* start Record extracts *

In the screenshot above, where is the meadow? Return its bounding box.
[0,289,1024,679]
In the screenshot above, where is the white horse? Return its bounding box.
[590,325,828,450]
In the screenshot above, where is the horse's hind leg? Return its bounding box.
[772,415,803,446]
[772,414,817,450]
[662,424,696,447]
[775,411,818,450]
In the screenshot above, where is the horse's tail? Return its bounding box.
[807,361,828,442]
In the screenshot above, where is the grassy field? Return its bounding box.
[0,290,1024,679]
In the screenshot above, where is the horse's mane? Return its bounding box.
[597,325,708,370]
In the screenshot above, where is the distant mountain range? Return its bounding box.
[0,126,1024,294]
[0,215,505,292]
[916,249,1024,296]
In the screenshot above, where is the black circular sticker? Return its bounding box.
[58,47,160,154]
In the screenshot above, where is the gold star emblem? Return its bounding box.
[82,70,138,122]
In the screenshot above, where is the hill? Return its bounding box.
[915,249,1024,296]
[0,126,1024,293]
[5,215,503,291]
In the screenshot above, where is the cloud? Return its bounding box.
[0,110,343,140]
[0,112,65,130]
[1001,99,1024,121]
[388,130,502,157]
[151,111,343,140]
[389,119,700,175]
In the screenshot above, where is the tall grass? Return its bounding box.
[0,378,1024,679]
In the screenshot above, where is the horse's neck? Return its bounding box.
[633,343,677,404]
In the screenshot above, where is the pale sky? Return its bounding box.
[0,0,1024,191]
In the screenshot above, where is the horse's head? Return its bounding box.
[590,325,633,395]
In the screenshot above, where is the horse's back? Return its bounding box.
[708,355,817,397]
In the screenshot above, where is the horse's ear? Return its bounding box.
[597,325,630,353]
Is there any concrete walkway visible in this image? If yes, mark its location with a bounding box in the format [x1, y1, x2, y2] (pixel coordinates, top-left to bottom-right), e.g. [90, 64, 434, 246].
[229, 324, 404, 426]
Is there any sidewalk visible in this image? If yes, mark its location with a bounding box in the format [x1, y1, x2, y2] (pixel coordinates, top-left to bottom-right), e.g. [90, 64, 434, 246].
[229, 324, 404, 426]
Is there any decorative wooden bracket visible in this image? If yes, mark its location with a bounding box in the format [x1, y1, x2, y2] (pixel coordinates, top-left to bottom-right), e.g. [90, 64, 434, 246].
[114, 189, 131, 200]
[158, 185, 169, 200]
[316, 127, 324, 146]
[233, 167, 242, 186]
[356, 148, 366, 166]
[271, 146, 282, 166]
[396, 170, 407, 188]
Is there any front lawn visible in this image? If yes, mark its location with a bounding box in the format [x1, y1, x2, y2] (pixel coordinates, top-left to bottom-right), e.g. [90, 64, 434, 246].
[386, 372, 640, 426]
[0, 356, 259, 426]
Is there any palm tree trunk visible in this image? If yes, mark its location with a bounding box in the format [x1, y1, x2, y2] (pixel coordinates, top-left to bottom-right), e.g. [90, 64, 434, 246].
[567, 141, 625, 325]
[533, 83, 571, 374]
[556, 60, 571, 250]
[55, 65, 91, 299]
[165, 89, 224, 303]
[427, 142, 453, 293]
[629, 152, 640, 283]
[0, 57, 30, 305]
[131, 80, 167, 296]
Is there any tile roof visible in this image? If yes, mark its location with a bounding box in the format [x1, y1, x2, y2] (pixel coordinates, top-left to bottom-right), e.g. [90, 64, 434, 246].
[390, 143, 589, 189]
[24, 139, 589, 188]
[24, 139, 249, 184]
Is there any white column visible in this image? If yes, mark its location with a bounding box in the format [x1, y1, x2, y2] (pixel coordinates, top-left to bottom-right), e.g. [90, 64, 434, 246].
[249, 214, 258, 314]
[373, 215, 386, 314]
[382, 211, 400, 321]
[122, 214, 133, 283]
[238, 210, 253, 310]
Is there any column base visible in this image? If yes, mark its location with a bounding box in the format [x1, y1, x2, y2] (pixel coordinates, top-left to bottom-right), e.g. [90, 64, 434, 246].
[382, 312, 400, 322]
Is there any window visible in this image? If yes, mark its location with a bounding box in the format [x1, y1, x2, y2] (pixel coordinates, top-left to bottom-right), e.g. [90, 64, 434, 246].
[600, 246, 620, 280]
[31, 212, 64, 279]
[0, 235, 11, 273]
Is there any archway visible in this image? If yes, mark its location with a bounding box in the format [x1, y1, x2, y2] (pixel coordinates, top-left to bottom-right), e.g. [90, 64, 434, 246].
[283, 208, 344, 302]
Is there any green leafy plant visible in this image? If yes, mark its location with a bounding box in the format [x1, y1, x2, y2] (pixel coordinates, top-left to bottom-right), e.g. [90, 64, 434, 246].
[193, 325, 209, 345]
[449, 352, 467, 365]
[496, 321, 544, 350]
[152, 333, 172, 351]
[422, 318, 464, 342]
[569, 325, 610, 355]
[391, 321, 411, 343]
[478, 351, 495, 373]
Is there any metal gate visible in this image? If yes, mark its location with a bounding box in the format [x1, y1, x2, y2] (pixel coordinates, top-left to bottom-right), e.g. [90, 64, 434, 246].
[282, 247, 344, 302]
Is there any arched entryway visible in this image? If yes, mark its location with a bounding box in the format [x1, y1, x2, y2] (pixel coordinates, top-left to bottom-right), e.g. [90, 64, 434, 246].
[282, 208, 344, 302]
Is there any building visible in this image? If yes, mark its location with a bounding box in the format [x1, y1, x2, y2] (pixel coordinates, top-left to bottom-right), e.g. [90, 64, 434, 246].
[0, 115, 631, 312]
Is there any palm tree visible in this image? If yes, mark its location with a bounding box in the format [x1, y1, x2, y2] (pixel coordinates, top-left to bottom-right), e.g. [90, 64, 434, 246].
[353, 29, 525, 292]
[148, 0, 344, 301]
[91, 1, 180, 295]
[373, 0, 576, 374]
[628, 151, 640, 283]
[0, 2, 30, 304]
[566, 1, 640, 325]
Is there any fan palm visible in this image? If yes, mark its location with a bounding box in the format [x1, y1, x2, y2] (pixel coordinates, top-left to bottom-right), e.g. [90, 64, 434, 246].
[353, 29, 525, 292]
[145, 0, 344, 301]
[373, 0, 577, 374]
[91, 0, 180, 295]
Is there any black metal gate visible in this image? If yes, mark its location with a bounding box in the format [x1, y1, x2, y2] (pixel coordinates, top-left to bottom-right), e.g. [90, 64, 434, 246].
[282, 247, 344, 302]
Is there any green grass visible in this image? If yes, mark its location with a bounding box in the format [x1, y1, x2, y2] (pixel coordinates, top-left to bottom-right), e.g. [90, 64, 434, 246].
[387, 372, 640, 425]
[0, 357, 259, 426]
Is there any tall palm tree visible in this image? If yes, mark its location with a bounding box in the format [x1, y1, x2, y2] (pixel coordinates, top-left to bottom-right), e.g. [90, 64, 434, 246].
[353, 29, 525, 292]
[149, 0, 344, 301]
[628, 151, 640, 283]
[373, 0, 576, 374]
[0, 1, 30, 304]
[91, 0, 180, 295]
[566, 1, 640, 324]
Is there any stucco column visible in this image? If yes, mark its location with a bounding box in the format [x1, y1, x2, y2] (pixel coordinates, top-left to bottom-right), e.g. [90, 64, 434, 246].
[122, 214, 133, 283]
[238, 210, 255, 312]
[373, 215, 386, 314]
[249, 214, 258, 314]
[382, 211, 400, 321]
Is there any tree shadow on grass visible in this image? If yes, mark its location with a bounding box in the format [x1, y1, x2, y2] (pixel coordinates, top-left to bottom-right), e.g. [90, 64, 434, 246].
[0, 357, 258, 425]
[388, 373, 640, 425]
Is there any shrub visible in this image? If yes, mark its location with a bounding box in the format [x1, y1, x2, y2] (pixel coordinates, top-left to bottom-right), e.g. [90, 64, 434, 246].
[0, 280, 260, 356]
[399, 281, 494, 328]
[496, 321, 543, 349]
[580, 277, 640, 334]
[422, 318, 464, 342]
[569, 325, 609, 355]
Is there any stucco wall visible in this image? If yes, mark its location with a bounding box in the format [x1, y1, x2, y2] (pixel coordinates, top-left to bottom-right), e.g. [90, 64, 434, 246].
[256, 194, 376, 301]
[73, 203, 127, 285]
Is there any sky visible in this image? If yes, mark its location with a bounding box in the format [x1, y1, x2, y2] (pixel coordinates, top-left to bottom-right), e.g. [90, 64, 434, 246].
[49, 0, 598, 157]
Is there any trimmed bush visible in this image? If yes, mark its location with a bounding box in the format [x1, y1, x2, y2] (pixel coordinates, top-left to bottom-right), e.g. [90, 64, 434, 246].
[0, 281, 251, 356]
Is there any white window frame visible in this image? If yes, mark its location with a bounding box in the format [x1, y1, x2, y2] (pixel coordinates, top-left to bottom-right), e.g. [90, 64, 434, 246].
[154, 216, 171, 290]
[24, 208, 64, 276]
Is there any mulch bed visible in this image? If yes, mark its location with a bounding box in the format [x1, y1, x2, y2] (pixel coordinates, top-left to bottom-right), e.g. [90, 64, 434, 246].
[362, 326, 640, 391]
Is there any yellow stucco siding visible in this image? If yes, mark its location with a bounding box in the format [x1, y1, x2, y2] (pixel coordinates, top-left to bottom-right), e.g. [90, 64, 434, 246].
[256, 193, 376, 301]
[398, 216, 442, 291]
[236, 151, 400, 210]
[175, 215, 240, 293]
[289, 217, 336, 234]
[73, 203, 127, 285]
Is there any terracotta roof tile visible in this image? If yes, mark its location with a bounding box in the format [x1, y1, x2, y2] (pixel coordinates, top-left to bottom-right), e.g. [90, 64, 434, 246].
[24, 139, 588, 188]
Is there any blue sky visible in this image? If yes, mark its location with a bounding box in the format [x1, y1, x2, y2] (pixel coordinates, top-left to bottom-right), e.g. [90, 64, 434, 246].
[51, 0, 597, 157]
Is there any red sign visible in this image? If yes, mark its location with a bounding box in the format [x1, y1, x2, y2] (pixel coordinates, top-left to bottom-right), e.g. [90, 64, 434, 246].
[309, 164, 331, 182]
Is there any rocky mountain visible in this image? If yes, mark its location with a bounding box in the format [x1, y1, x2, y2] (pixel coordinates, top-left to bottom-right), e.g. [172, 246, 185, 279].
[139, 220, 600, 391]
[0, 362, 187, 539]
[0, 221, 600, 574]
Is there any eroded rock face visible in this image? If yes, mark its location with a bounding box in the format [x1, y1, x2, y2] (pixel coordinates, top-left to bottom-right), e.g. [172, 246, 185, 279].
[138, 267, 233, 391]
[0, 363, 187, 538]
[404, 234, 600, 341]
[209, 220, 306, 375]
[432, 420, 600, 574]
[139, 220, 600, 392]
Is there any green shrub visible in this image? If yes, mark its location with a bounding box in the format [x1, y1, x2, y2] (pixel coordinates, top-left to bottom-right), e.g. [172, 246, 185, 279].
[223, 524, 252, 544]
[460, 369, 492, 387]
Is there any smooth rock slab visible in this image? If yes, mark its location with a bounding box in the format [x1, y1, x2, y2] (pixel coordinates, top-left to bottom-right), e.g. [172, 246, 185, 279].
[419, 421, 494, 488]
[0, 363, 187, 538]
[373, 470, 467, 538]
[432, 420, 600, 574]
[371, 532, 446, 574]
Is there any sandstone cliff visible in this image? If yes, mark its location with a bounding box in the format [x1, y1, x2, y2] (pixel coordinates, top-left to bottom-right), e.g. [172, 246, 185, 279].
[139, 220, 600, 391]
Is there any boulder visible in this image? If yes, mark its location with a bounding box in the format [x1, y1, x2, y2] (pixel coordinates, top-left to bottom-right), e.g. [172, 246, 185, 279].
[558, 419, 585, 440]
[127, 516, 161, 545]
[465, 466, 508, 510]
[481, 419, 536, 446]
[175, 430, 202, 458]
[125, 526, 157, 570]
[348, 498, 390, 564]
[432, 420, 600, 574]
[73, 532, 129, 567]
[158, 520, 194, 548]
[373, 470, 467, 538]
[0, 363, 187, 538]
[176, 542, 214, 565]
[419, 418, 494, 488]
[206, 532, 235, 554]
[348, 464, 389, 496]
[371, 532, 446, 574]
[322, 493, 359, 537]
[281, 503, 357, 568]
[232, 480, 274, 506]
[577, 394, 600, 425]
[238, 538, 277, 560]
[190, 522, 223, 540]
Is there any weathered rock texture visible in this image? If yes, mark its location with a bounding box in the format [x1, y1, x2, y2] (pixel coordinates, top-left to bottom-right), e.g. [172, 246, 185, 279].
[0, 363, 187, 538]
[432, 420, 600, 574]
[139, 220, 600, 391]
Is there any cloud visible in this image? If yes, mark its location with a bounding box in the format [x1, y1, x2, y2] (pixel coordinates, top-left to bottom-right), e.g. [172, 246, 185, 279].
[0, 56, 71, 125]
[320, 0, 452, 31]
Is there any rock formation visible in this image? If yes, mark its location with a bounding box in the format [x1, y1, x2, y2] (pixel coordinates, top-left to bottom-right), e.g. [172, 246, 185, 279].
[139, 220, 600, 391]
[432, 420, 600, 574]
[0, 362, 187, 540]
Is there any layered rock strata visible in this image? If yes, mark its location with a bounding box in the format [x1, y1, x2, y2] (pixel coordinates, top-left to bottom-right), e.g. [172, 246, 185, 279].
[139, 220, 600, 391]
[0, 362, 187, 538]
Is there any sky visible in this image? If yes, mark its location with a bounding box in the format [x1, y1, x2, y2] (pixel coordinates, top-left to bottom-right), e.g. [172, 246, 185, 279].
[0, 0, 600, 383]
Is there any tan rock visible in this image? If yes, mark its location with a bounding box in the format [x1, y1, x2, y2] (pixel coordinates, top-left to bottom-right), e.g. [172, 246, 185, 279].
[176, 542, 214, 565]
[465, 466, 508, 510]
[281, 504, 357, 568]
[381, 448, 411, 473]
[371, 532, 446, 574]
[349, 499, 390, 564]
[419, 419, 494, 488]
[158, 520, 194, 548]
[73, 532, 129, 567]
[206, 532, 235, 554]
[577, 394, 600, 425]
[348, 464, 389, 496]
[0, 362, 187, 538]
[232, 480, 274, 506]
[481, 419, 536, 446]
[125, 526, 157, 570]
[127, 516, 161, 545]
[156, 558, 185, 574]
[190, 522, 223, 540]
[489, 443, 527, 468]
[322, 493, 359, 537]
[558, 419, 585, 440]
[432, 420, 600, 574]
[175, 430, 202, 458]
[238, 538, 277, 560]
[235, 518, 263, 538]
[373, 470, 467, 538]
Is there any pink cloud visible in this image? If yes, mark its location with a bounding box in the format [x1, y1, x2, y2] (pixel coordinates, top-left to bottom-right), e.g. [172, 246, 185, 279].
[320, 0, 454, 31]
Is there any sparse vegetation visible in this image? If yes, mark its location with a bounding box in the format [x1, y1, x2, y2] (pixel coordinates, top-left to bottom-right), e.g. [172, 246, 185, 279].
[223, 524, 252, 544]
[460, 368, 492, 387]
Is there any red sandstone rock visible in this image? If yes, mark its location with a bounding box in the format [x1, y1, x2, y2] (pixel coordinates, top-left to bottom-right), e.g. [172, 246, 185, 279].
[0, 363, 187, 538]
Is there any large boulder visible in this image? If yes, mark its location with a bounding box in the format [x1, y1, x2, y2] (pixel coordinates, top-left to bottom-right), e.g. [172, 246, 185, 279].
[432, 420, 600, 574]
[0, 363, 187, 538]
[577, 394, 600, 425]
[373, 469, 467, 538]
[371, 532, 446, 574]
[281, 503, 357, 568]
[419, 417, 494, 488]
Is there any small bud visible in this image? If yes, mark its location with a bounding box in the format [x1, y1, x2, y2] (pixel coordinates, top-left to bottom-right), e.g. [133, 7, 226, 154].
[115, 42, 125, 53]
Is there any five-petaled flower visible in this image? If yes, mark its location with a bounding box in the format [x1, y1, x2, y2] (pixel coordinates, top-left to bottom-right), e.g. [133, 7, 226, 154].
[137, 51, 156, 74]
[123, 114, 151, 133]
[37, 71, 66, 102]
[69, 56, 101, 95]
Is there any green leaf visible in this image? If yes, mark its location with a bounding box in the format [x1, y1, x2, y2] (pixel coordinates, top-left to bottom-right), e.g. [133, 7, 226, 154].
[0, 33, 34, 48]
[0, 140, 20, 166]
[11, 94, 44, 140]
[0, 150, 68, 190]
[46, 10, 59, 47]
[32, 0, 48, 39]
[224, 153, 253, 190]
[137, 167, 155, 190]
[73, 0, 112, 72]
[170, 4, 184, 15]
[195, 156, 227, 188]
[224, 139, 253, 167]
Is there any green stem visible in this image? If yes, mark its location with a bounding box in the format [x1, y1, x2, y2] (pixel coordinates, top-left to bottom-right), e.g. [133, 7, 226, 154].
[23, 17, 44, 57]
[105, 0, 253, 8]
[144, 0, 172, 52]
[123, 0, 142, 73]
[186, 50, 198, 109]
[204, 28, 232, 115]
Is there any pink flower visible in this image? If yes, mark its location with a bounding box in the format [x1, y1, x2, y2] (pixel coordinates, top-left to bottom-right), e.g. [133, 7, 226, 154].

* end Record extracts *

▶ **Your instructions**
Rewrite the records as a Markdown table with the columns Row and Line, giving each line its row number and skipping blank lines. Begin with the first line of the records and stop after the line that contains "[597,325,630,353]".

▶ **The reply**
| Row | Line |
|---|---|
| 1 | In the screenshot above, where is the meadow? Return its bounding box. |
| 2 | [0,289,1024,679] |
| 3 | In the screenshot above, where is the white horse? Return its bounding box. |
| 4 | [590,325,828,450] |
| 5 | In the screenshot above, where is the horse's hind leg? Return its bounding box. |
| 6 | [772,415,803,446] |
| 7 | [772,414,817,450] |
| 8 | [662,424,696,447] |
| 9 | [775,411,818,450] |
| 10 | In the screenshot above, where is the horse's tail? Return its bounding box. |
| 11 | [807,361,828,442] |
| 12 | In the screenshot above, where is the grassy field? Return its bounding box. |
| 13 | [0,290,1024,679] |
| 14 | In the screenshot above, where is the horse's mane? Return its bounding box. |
| 15 | [597,325,708,370] |
| 16 | In the screenshot above, where is the distant mountain range? Return its bounding box. |
| 17 | [0,126,1024,294] |
| 18 | [0,215,505,292] |
| 19 | [916,249,1024,296] |
| 20 | In the screenshot above, where is the black circular sticker? Return its bounding box. |
| 21 | [58,47,160,154] |
| 22 | In the screenshot above, where is the gold star emblem? Return its bounding box. |
| 23 | [82,70,138,122] |
| 24 | In the screenshot above, where is the hill? Return its bounding box. |
| 25 | [915,249,1024,296] |
| 26 | [0,126,1024,293] |
| 27 | [5,215,503,291] |
| 28 | In the screenshot above, where is the cloud? Return its bounding box. |
| 29 | [0,110,343,140] |
| 30 | [0,112,65,130] |
| 31 | [1001,99,1024,121] |
| 32 | [388,130,502,157] |
| 33 | [151,111,343,140] |
| 34 | [389,119,700,175] |
| 35 | In the screenshot above, where is the tall grass? Return its bounding box. |
| 36 | [0,378,1024,679] |
| 37 | In the screenshot above, where is the horse's neck? Return its bounding box. |
| 38 | [633,343,677,404] |
| 39 | In the screenshot above, where is the pale sky? Return its bounding box. |
| 40 | [0,0,1024,191] |
| 41 | In the screenshot above, where is the horse's head? Return its bounding box. |
| 42 | [590,325,633,395] |
| 43 | In the screenshot above, where is the horse's back? Return its bounding box. |
| 44 | [708,355,817,397] |
| 45 | In the screenshot above, where is the horse's ear? Return its bounding box. |
| 46 | [597,325,630,353] |